Testo fornito -

= = = = = = =

Riportiamo dal FOGLIO di oggi, 08/12/2011, a pag. 3, l'articolo dal titolo " Ecco i Fratelli musulmani alle prese con il potere (e i salafiti) ".
Roma. “I manifestanti che hanno guidato la rivolta in Egitto erano giovani che, lungi dal voler emulare l’ayatollah Khomeini, si abbeveravano a Thomas Paine e chiedevano libertà, uguaglianza e la fine della dittatura di Mubarak”. Eric Trager, analista del Washington Institute for Near East Policy, è l’autore del saggio su Foreign Affairs “The unbreakable Muslim Brotherhood”, che ha decifrato la scalata al potere dei Fratelli musulmani. A colloquio con il Foglio Trager, che ha seguito le elezioni egiziane per la rivista New Republic, spiega che cosa è andato storto al Cairo, dove il blocco islamista, diviso fra i Fratelli musulmani e gli estremisti salafiti, ha sbancato alle urne. “La determinazione di quei giovani aveva alimentato l’ottimismo: la primavera araba è finalmente esplosa e il medio oriente non sarà più un’eccezione autocratica in un mondo democratico. La transizione politica seguita alla rivolta ha soffocato questo ottimismo. Nessuno si deve adesso meravigliare per la vittoria islamica, i Fratelli musulmani hanno mobilitato tutti e sono popolarissimi. La sorpresa semmai è rappresentata dai salafiti, la seconda forza nel paese, che prima non esistevano neppure come partito.

= = = = = = =

(Voci di dati estratte)
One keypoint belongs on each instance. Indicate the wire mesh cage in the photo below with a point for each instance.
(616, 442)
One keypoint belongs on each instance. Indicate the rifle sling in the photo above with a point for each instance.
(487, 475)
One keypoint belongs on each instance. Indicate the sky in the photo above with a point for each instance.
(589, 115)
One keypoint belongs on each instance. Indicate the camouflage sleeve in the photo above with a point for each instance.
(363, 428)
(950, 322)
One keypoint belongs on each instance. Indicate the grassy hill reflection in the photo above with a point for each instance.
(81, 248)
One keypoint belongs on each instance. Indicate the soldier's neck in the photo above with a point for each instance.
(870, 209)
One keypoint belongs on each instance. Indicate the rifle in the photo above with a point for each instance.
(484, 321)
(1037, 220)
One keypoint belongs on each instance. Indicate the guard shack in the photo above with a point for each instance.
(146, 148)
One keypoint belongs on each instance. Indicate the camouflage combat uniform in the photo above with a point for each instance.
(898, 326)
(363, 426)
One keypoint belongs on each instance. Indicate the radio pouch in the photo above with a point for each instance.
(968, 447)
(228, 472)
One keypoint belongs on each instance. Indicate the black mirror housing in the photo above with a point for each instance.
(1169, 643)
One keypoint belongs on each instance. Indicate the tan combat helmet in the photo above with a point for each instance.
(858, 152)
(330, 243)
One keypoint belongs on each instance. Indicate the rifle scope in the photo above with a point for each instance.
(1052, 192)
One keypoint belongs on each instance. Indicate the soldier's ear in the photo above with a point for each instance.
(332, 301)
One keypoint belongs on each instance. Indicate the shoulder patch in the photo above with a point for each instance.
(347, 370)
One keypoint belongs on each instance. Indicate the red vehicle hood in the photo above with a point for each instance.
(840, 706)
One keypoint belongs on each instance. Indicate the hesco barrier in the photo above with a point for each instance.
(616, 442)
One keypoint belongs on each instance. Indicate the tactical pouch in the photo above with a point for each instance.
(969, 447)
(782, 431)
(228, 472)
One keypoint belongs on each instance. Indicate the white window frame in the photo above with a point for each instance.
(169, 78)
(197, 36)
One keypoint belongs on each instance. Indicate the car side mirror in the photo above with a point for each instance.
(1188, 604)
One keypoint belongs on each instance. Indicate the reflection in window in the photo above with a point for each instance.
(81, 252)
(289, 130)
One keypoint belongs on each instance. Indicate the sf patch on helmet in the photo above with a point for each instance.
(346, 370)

= = = = = = =

Cosa si chiede -
1) Quali persone sono nominate nell'articolo sui Fratelli musulmani? Elencale nell'ordine in cui compaiono.
2) Prosegui l'articolo sui Fratelli musulmani a partire dal punto in cui si interrompe.

Risposte scritte -
1) Ayatollah Khomeini, Thomas Paine, Mubarak, Eric Trager

2)
I salafiti hanno persino battuto la Fratellanza in alcuni distretti. Il blocco laico è molto distante e quindi l’Egitto, più che verso la democrazia, potrebbe dirigersi verso una forma di teocrazia”. Il partito egiziano Giustizia e libertà dei Fratelli musulmani ha vinto anche il ballottaggio svoltosi lunedì e martedì in tutto il paese. In 20 collegi ha battuto in un confronto diretto i rivali salafiti, con i quali c’è tensione e si scambiano reciproche accuse di brogli. A Luxor uomini dei due partiti si sono sparati, e nella parte vecchia della capitale è dovuto intervenire l’esercito a separarli. E’ di quarantadue pagine il manifesto politico dei Fratelli musulmani, sotto l’emblema del partito Giustizia e libertà. Sopra queste pagine ci sono ora gli occhi degli analisti di mezzo mondo, perché da lì si può capire la filosofia politica e l’ideologia che ispirerà l’azione della principale organizzazione politica del mondo arabo islamico. Il manifesto si apre con una invocazione contro “il vecchio regime tirannico” e auspica “la purga della corruzione”. Si dice che “il nostro programma si fonda sui grandi propositi della sharia (la legge islamica): libertà, giustizia, sviluppo e leadership”. La Fratellanza, mescolando un linguaggio marxisteggiante a uno religioso, spiega che i suoi principi si tradurranno in “giustizia sociale, amore per le classi oppresse, proibizione dell’usura, organizzazione dell’elemosina e integrazione della morale e dell’etica”.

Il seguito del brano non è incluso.